### What this task involves
Print all of the records. Exclude the images.

:: Information shown

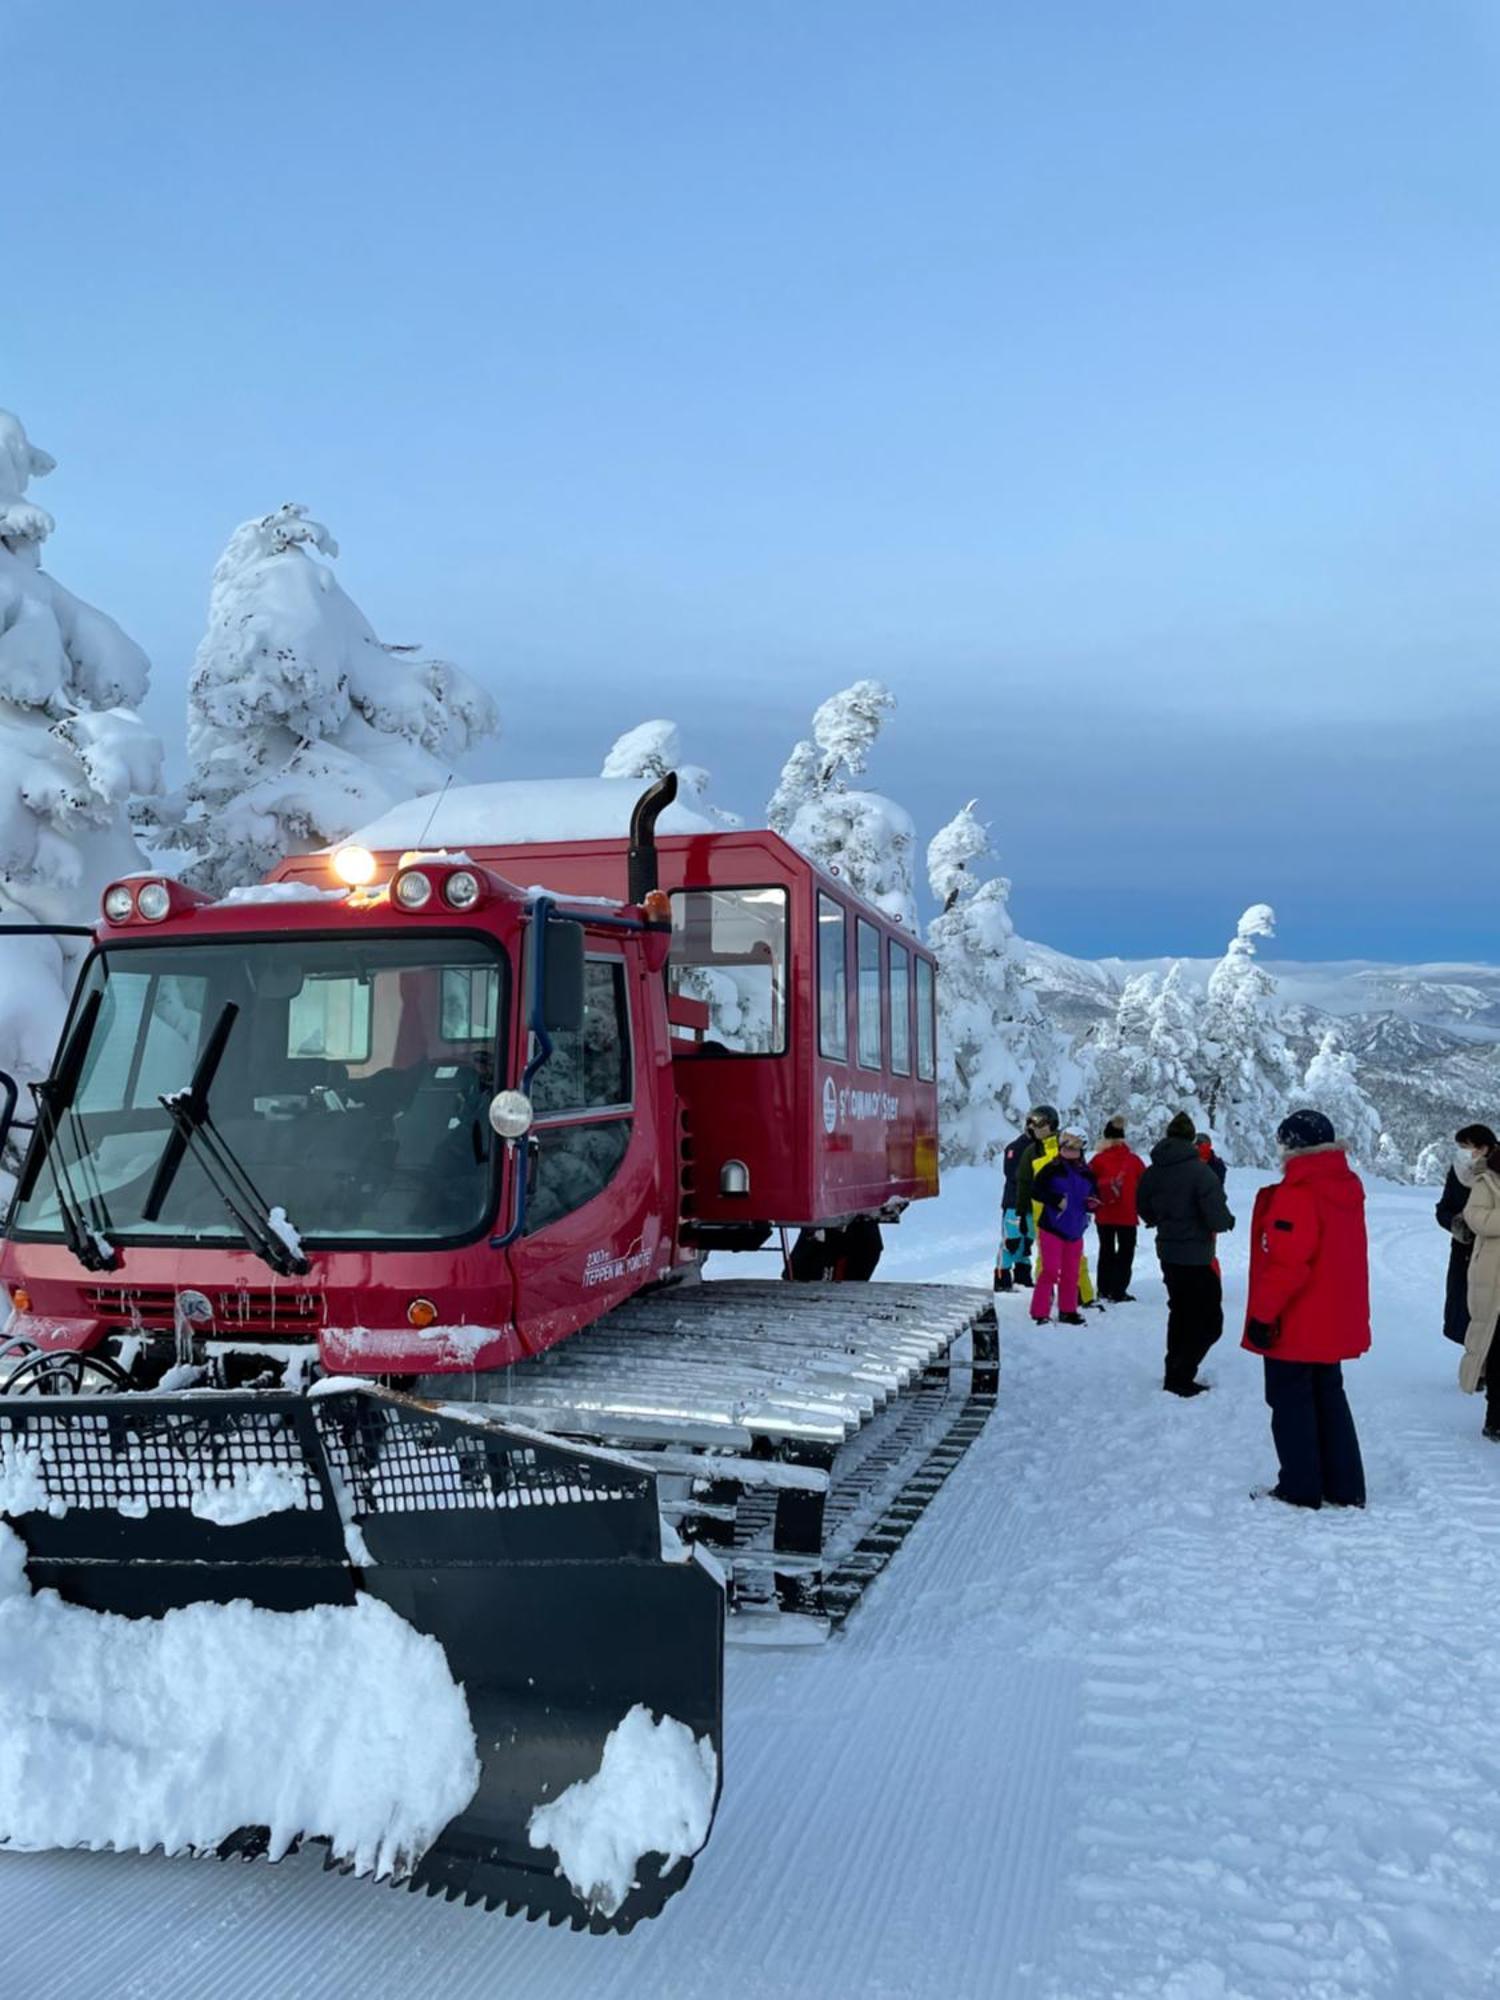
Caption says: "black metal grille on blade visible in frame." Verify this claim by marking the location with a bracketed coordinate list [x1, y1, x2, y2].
[0, 1401, 325, 1514]
[312, 1396, 641, 1514]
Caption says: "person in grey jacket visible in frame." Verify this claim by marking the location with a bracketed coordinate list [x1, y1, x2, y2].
[1136, 1110, 1236, 1397]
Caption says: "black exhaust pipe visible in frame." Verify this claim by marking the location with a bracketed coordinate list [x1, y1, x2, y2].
[628, 773, 679, 906]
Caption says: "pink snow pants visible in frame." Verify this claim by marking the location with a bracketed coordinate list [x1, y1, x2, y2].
[1032, 1231, 1082, 1321]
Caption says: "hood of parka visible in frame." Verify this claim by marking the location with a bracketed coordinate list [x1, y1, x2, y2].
[1149, 1137, 1201, 1169]
[1280, 1144, 1363, 1210]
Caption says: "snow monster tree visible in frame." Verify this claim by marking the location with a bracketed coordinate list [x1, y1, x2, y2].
[163, 504, 498, 895]
[0, 408, 161, 1089]
[767, 679, 916, 928]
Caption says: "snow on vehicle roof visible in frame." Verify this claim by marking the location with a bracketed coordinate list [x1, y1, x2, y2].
[347, 778, 717, 852]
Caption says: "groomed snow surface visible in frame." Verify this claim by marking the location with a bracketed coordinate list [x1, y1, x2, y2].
[4, 1168, 1500, 1997]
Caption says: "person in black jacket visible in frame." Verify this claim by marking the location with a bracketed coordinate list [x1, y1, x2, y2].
[1136, 1110, 1236, 1397]
[1439, 1124, 1498, 1344]
[995, 1116, 1040, 1291]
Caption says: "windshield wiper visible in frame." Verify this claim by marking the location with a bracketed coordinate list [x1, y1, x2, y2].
[28, 989, 117, 1274]
[149, 1002, 311, 1279]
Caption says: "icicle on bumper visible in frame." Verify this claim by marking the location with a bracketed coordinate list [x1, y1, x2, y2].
[0, 1519, 481, 1876]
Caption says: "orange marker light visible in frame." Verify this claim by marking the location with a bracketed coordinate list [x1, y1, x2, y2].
[407, 1297, 439, 1330]
[10, 1288, 31, 1314]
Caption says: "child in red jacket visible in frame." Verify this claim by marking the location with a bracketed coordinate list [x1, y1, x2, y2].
[1245, 1109, 1369, 1510]
[1089, 1118, 1145, 1302]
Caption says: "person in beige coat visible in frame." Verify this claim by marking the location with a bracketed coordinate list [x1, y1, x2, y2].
[1457, 1139, 1500, 1439]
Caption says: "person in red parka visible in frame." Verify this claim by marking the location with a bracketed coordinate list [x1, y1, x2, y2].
[1089, 1117, 1145, 1301]
[1244, 1108, 1369, 1510]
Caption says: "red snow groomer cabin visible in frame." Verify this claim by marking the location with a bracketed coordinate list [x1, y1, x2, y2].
[0, 776, 993, 1650]
[273, 779, 943, 1278]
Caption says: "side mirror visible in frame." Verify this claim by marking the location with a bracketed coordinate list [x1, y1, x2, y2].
[541, 919, 585, 1034]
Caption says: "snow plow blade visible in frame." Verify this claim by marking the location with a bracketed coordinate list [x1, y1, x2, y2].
[0, 1386, 724, 1932]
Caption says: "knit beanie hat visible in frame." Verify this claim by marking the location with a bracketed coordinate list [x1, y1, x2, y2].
[1277, 1108, 1336, 1152]
[1104, 1118, 1126, 1141]
[1166, 1111, 1197, 1142]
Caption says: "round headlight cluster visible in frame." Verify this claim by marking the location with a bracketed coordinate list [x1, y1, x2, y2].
[443, 869, 481, 910]
[394, 869, 433, 911]
[102, 885, 136, 923]
[136, 881, 172, 922]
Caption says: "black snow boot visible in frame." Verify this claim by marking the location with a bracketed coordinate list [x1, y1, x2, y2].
[1016, 1263, 1034, 1288]
[1251, 1484, 1319, 1510]
[1484, 1425, 1500, 1442]
[1165, 1379, 1212, 1398]
[1058, 1311, 1086, 1326]
[994, 1268, 1014, 1293]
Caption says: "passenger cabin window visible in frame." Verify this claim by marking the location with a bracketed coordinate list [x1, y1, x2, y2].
[526, 956, 633, 1233]
[889, 942, 911, 1076]
[818, 895, 848, 1061]
[856, 920, 882, 1068]
[915, 956, 936, 1081]
[441, 966, 501, 1043]
[668, 887, 788, 1054]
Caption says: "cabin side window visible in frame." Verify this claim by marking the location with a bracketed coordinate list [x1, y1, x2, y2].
[856, 920, 883, 1068]
[667, 886, 788, 1054]
[915, 955, 936, 1081]
[526, 955, 634, 1233]
[889, 941, 911, 1076]
[817, 894, 849, 1061]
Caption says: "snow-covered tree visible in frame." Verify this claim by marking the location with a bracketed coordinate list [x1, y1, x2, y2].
[161, 504, 498, 894]
[601, 719, 739, 825]
[1302, 1026, 1383, 1168]
[1196, 904, 1296, 1165]
[767, 680, 915, 926]
[1086, 971, 1159, 1131]
[1413, 1138, 1449, 1187]
[926, 803, 1057, 1165]
[0, 409, 161, 1084]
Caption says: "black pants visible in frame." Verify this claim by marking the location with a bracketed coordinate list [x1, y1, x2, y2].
[1487, 1330, 1500, 1432]
[1263, 1359, 1365, 1508]
[1161, 1262, 1222, 1390]
[1096, 1225, 1137, 1300]
[1444, 1240, 1472, 1344]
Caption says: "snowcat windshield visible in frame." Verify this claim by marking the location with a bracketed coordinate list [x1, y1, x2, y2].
[11, 935, 509, 1250]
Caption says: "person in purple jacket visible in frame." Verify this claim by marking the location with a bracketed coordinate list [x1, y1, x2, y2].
[1030, 1130, 1098, 1326]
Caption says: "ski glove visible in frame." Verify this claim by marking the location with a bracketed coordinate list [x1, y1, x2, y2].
[1245, 1319, 1280, 1351]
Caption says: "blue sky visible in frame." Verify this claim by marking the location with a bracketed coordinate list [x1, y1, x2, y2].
[4, 0, 1495, 960]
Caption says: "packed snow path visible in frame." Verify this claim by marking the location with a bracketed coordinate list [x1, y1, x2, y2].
[4, 1172, 1499, 1998]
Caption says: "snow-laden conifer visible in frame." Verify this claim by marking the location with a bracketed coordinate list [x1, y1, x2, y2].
[601, 719, 738, 825]
[1197, 904, 1296, 1164]
[926, 803, 1055, 1165]
[163, 505, 497, 894]
[1302, 1025, 1384, 1168]
[0, 409, 161, 1081]
[767, 680, 915, 926]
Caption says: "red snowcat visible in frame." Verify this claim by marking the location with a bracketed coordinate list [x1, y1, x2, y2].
[0, 776, 996, 1928]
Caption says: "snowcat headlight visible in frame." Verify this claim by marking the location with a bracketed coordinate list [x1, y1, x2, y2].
[135, 881, 172, 923]
[332, 844, 377, 888]
[394, 869, 433, 911]
[102, 884, 136, 923]
[442, 869, 481, 910]
[488, 1090, 534, 1141]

::::

### Solution for this exercise
Caption says: "black metal grille on blade visible in frame." Verify this claim by marking the location with a bracketed coordinate list [x1, y1, x2, y2].
[0, 1401, 325, 1514]
[312, 1396, 641, 1514]
Caption says: "person in grey jacket visible in frame." Verify this claim by marking the location with a bracketed coordinate list [x1, y1, x2, y2].
[1136, 1110, 1236, 1397]
Caption says: "black exhaust pipe visible in frame." Verify this claim by marking the location with a bracketed coordinate list [x1, y1, x2, y2].
[628, 773, 679, 906]
Caption says: "pink snow pants visible in frame." Verify this claim by marking the location with a bracketed coordinate list [x1, y1, x2, y2].
[1032, 1231, 1082, 1321]
Caption says: "hood of parka visible in frame." Verify this claim by marking the location with a bracketed coordinate list [x1, y1, x2, y2].
[1149, 1137, 1201, 1169]
[1280, 1144, 1363, 1210]
Caption says: "snow monster tree visible in frame." Verify this claim by marking the location with a bracketed coordinate list [x1, y1, x2, y2].
[163, 504, 498, 895]
[0, 408, 161, 1089]
[767, 679, 916, 928]
Caption says: "snow on vehicle roof visible in frame." Verify this claim by marking the location with a bracketed coordinate list [x1, y1, x2, y2].
[347, 778, 717, 852]
Caption says: "groomed snow surface visible in frame." Verify this claim by marking the location with a bracketed coordinate list [x1, y1, x2, y2].
[4, 1168, 1500, 1997]
Caption says: "person in black jacket visible in frame." Verify this claim by marking the location with a bracketed coordinate list [x1, y1, x2, y2].
[1136, 1110, 1236, 1397]
[1439, 1124, 1498, 1344]
[995, 1116, 1040, 1291]
Caption says: "windshield wiper visible in frame." Verify this claim by marking the location with a bracketed coordinate list [x1, y1, x2, y2].
[28, 989, 117, 1274]
[149, 1002, 311, 1279]
Caption says: "icicle on bumper visible in frame." Verify this claim by marking the location with a bracketed coordinate list [x1, y1, x2, y2].
[0, 1519, 481, 1876]
Caption says: "orange marker light visible in frame." Verify this claim by marking the location with a bracketed coordinate list [x1, y1, x2, y2].
[407, 1297, 439, 1330]
[10, 1288, 31, 1314]
Caption says: "child in red jacket visible in frame." Verify this claim by marking the location with a bracketed coordinate list [x1, y1, x2, y2].
[1245, 1109, 1369, 1510]
[1089, 1118, 1145, 1302]
Caption says: "person in beige coat visible in frame." Verify this claim by marking the location with a bracketed coordinate list [x1, y1, x2, y2].
[1457, 1139, 1500, 1439]
Caption says: "person in red parka visible in frame." Verify this claim by marking the location with a bracketed coordinate list [x1, y1, x2, y2].
[1089, 1117, 1145, 1301]
[1244, 1108, 1369, 1510]
Caption says: "red snow groomer cabin visible in frame." Verify this claim by marking the location with a bracketed coordinate list [x1, y1, x2, y2].
[0, 776, 993, 1650]
[273, 779, 943, 1278]
Caption says: "side mirror visible in frame." Verify this claim by marking the location with a bracketed coordinate list [x1, y1, x2, y2].
[541, 919, 585, 1034]
Caption says: "snow plow blade visible in frame." Verify this claim by marking the location with a bracketed coordinate list [x1, y1, x2, y2].
[0, 1386, 724, 1932]
Caption says: "knit beanie hat visible in frame." Verify this claim by marking the location with a bracketed coordinate list [x1, y1, x2, y2].
[1277, 1108, 1336, 1152]
[1104, 1118, 1126, 1141]
[1166, 1111, 1197, 1142]
Caption says: "round headlight cluster visible in frame." Verify this claim by marking the location with a bracketed coordinate list [x1, y1, x2, y2].
[443, 869, 481, 910]
[394, 869, 433, 911]
[102, 885, 136, 923]
[136, 881, 172, 922]
Caption says: "black snow boot visible in frame." Verify this claim by marking the location with a bracketed coordinate list [x1, y1, x2, y2].
[1016, 1263, 1034, 1288]
[1251, 1484, 1319, 1510]
[1484, 1425, 1500, 1442]
[1165, 1379, 1212, 1398]
[1058, 1311, 1086, 1326]
[994, 1268, 1014, 1293]
Caption says: "passenger cabin window visible in frame." Verify this claim by marking the location with a bracketed coordinate list [x1, y1, x2, y2].
[526, 956, 633, 1233]
[889, 942, 911, 1076]
[818, 895, 848, 1061]
[856, 920, 882, 1068]
[915, 956, 936, 1081]
[441, 966, 501, 1043]
[668, 887, 788, 1054]
Caption says: "cabin side window visible in frame." Verify this claim by marking the location with a bracketed coordinate list [x1, y1, x2, y2].
[856, 920, 883, 1068]
[667, 886, 788, 1054]
[915, 955, 936, 1081]
[526, 955, 634, 1233]
[889, 941, 911, 1076]
[817, 894, 849, 1061]
Caption says: "snow-covered tree visible in frame." Verify this claim by marking the location with a bracketed coordinate list [x1, y1, x2, y2].
[161, 504, 498, 894]
[601, 719, 739, 825]
[1302, 1026, 1383, 1168]
[1196, 904, 1296, 1165]
[767, 680, 915, 926]
[1086, 971, 1159, 1131]
[1413, 1138, 1449, 1187]
[926, 803, 1057, 1165]
[0, 409, 161, 1084]
Caption says: "black pants visible in frame." Verify this claim by marking the location with a bracketed coordinate list [x1, y1, x2, y2].
[1487, 1330, 1500, 1432]
[1263, 1359, 1365, 1508]
[1161, 1262, 1222, 1390]
[1096, 1225, 1137, 1300]
[1444, 1240, 1472, 1344]
Caption says: "snowcat windshield visible in frame." Verify this claim by marking the location with a bracketed coordinate list [x1, y1, x2, y2].
[11, 935, 509, 1250]
Caption says: "person in purple jacket visible in frame." Verify this claim by marking the location with a bracketed coordinate list [x1, y1, x2, y2].
[1030, 1130, 1098, 1326]
Caption says: "ski glove visible in frame." Verify this claim by marking the location with a bracketed coordinate list [x1, y1, x2, y2].
[1245, 1319, 1280, 1351]
Caption says: "blue sky visible in frame." Verify this claim by marking the location with a bracketed coordinate list [x1, y1, x2, y2].
[4, 0, 1495, 960]
Caption says: "packed snow path visible in frame." Verify this claim by marking the location with a bracketed coordinate list [x1, y1, x2, y2].
[4, 1172, 1499, 1998]
Caption says: "snow-laden conifer visible in frame." Verify this claim by marking the location with a bracketed coordinate list [x1, y1, x2, y2].
[601, 719, 738, 825]
[1197, 904, 1296, 1164]
[926, 803, 1055, 1165]
[163, 505, 497, 894]
[1302, 1025, 1384, 1168]
[0, 409, 161, 1081]
[767, 680, 915, 926]
Caption says: "red snowcat visible in frame." Verify this claim by marking the location with a bracketed coordinate list [x1, y1, x2, y2].
[0, 776, 996, 1928]
Caption says: "snowcat headlight visible in frame." Verify this claim by marking the location with a bracketed coordinate list [x1, y1, x2, y2].
[135, 881, 172, 923]
[332, 844, 377, 888]
[394, 869, 433, 911]
[102, 884, 136, 923]
[442, 869, 481, 910]
[488, 1090, 534, 1141]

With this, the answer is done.